> [Texte présenté]:

►

Même si la position de l’assureur semble claire dès le départ, M. Bérubé s’interroge : « L’expert a-t-il bien pris le temps d’établir la cause du sinistre ? Ce dernier est en apparence non couvert, les dommages graduels étant exclus. Il faut se demander ce qui a mené l’expert à faire évaluer les dommages après avoir établi que la perte n’était pas recevable. L’assuré est en droit d’avoir des attentes raisonnables ; l’expert doit veiller à éviter toute forme de confusion. » L’assureur doit, à la première occasion, dévoiler tous les motifs d’exclusion sous peine de se voir priver du droit de les invoquer ensuite. Mais en niant la couverture rapidement avant d’avoir en main tous les éléments nécessaires, l’expert en sinistre n’agit pas dans l’intérêt de toutes les parties.

Le problème de la lettre

Pourquoi l’assuré n’a-t-il pas automatiquement reçu de lettre ? « Ce ne sont pas tous les assureurs qui transmettent une confirmation par écrit, précise M. Bérubé. Certains requièrent plutôt une demande expresse des assurés. C’est peu répandu, mais ça existe encore. » De plus, « certaines lettres de négation sont trop courtes et peu explicites. Compte tenu de l’impact d’une négation sur les assurés, l’expert en sinistre doit leur permettre de comprendre son raisonnement en leur expliquant sur quelles exclusions et dispositions du contrat il se fonde. L’exclusion doit pouvoir être appréciée par un assuré dans le contexte propre à sa perte. Il est donc indispensable, dans le cadre de nos activités courantes, de faire un résumé des circonstances en présence afin de démontrer le lien avec le contrat », croit M. Bérubé.

◄

> [Données affichées]:
►

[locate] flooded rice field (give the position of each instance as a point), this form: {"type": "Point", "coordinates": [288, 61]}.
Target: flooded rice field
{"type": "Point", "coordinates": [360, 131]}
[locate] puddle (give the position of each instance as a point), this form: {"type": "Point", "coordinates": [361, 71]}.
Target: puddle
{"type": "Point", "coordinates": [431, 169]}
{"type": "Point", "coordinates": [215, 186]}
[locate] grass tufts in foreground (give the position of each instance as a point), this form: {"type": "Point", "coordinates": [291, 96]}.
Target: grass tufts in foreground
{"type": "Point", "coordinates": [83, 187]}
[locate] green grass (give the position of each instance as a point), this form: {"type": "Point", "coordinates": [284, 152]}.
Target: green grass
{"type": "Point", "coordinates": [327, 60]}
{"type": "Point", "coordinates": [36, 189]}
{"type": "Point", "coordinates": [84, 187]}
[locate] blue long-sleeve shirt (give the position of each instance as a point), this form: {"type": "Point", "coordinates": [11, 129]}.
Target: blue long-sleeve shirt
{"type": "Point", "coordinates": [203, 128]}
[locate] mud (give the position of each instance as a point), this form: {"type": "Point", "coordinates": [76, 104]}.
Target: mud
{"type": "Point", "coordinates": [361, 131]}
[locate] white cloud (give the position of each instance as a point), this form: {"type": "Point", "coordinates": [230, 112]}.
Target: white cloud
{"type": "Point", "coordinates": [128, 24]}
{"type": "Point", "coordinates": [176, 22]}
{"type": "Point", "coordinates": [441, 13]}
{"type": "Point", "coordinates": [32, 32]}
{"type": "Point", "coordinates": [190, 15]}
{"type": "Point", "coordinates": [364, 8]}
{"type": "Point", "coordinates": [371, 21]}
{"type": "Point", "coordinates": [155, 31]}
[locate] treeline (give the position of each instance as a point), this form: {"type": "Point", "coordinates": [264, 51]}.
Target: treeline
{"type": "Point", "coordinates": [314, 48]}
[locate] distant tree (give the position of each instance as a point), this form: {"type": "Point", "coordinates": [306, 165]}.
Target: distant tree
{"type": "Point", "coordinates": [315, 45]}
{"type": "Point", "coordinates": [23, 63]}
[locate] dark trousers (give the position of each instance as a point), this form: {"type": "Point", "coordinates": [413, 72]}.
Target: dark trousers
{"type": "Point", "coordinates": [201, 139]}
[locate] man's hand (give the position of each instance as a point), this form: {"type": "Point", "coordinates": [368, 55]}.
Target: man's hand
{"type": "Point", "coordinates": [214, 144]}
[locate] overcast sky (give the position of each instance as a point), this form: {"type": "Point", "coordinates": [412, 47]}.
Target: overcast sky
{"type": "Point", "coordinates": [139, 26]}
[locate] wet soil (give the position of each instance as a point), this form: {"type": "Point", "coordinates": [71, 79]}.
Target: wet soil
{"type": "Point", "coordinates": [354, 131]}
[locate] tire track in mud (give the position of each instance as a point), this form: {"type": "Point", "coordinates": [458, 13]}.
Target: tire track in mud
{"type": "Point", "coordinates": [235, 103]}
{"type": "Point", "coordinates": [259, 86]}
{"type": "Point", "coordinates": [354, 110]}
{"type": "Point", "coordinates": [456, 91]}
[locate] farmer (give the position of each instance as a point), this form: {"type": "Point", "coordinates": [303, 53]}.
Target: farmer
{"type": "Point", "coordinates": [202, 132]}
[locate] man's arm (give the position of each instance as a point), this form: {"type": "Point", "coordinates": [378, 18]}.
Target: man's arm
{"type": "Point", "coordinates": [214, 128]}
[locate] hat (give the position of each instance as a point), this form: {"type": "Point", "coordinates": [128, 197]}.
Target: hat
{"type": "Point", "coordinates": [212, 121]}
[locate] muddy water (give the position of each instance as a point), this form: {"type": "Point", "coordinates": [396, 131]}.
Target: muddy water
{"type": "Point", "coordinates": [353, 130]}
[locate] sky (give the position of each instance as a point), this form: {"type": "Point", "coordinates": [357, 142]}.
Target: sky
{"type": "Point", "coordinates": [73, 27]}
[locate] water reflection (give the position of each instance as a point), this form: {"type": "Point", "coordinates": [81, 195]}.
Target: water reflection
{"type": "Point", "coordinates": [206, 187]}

◄
►

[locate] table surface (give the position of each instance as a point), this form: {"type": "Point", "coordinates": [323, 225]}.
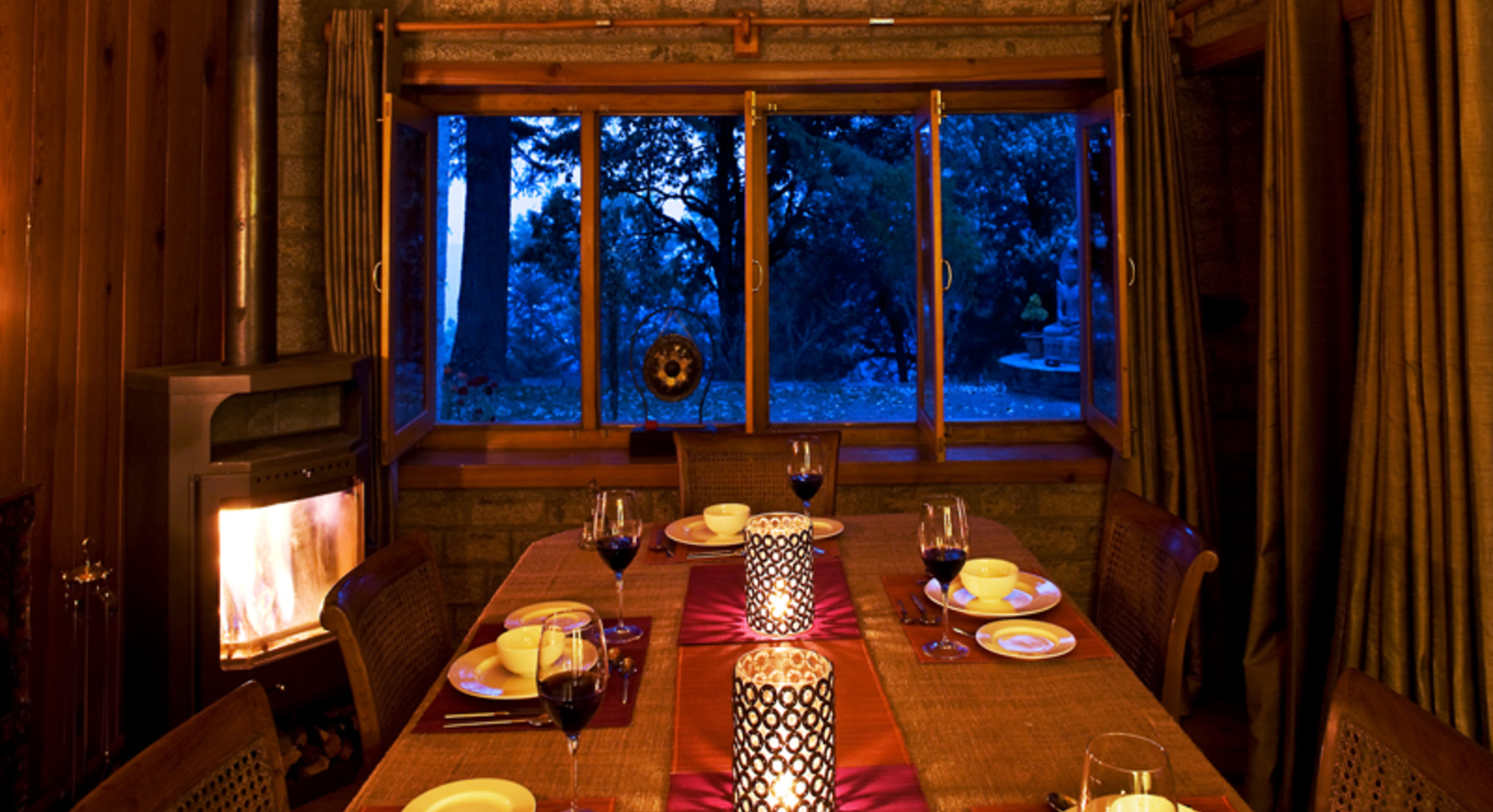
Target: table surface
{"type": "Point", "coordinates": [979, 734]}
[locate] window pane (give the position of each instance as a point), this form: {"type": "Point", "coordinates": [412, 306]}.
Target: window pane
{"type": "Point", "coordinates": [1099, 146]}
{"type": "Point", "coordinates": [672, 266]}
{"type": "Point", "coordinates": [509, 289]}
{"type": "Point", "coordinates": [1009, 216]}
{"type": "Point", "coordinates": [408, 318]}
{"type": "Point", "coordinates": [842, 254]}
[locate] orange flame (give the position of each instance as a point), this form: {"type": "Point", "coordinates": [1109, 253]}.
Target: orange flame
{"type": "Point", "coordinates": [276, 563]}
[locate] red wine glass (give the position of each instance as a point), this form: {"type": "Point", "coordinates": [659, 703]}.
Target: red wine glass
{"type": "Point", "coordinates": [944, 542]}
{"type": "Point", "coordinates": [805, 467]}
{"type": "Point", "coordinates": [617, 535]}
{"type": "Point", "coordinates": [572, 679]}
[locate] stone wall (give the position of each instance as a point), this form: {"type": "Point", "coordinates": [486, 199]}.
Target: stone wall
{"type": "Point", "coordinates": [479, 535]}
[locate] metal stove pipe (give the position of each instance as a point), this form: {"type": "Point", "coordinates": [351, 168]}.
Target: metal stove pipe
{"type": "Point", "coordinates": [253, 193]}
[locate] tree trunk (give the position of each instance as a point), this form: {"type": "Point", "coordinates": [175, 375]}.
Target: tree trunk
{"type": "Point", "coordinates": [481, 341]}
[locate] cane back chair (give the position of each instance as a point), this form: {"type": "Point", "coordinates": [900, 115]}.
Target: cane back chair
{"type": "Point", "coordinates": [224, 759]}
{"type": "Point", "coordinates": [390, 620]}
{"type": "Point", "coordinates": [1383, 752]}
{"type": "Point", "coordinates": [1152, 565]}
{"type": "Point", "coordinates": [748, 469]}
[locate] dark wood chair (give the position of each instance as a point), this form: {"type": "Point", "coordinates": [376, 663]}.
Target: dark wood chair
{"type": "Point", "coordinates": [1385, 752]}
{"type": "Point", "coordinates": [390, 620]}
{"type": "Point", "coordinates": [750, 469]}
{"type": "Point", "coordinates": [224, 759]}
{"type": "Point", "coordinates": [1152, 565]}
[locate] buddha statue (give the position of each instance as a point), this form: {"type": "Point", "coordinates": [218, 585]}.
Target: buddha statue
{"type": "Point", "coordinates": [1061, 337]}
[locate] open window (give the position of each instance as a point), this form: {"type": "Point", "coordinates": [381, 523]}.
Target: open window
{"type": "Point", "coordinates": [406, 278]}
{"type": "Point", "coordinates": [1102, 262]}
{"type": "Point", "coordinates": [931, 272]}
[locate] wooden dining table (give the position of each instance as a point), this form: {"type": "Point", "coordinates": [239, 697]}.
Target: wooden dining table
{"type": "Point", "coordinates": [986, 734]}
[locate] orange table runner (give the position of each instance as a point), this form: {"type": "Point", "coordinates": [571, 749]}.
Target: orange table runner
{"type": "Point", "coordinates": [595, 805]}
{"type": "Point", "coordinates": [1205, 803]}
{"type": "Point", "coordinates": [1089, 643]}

◄

> [Tâches à réaliser]:
(1) Renvoie chaque ligne de la liste qui contient le mot « treeline ».
(2) Reprends le texte sur les refus de couverture par les assureurs et poursuis-le après sa dernière phrase.
Le texte et la liste ne proviennent pas de la même source.

> [Réponses attendues]:
(1)
[locate] treeline (give the position of each instance as a point), this form: {"type": "Point", "coordinates": [264, 51]}.
Target: treeline

(2)
Le niveau d’attention de l’assuré lors d’un sinistre est amoindri par le stress et les émotions qu’il ressent. Dans un tel contexte, l’assuré ne retiendra sans doute pas tout ce qu’on lui dit. C’est pourquoi une lettre niant couverture devrait toujours lui être remise. En rédigeant cette dernière, l’assureur doit prendre le temps d’inclure un résumé des circonstances et de la cause de l’événement ainsi que les clauses d’exclusion et les dispositions prévues au contrat qui ont amené à prendre une telle décision.

Laisser croire à l’assuré que sa perte est recevable

M. Bérubé ajoute par ailleurs que « l’assureur ne peut revenir sur sa décision, à moins que de nouveaux faits lui soient communiqués et qu’il les ignorait lors de la prise de décision initiale. En effet, un assureur ne peut pas invoquer d’exclusions sur des faits qu’il ignore ». Il serait donc judicieux, dans la lettre dont il est question ici, d’ajouter la mention suivante : « L’assureur se réserve le droit de soulever tout autre motif d’exclusion ou de non-couverture qui pourrait se manifester en cours d’enquête et non connu à ce jour. »

En effet, le risque majeur dans cette histoire est probablement celui de la renonciation. « Quand l’estimateur se présente chez l’assuré, alors que l’expert en sinistre lui a déjà dit que sa perte n’était pas couverte, l’assuré est en droit de croire que son sinistre pourrait finalement être couvert et sa réclamation, recevable, souligne Me Jean-François Lamoureux, avocat associé chez Robinson Sheppard Shapiro. Puis, pendant les cinq mois qui suivent, il ne se passe plus rien. L’assuré ne reçoit aucune nouvelle demande et l’assureur ne semble avoir appris aucun fait nouveau. Finalement, l’assuré reçoit une lettre niant couverture “pour les raisons expliquées précédemment”. Nous sommes en présence d’éléments susceptibles de mener à une renonciation. »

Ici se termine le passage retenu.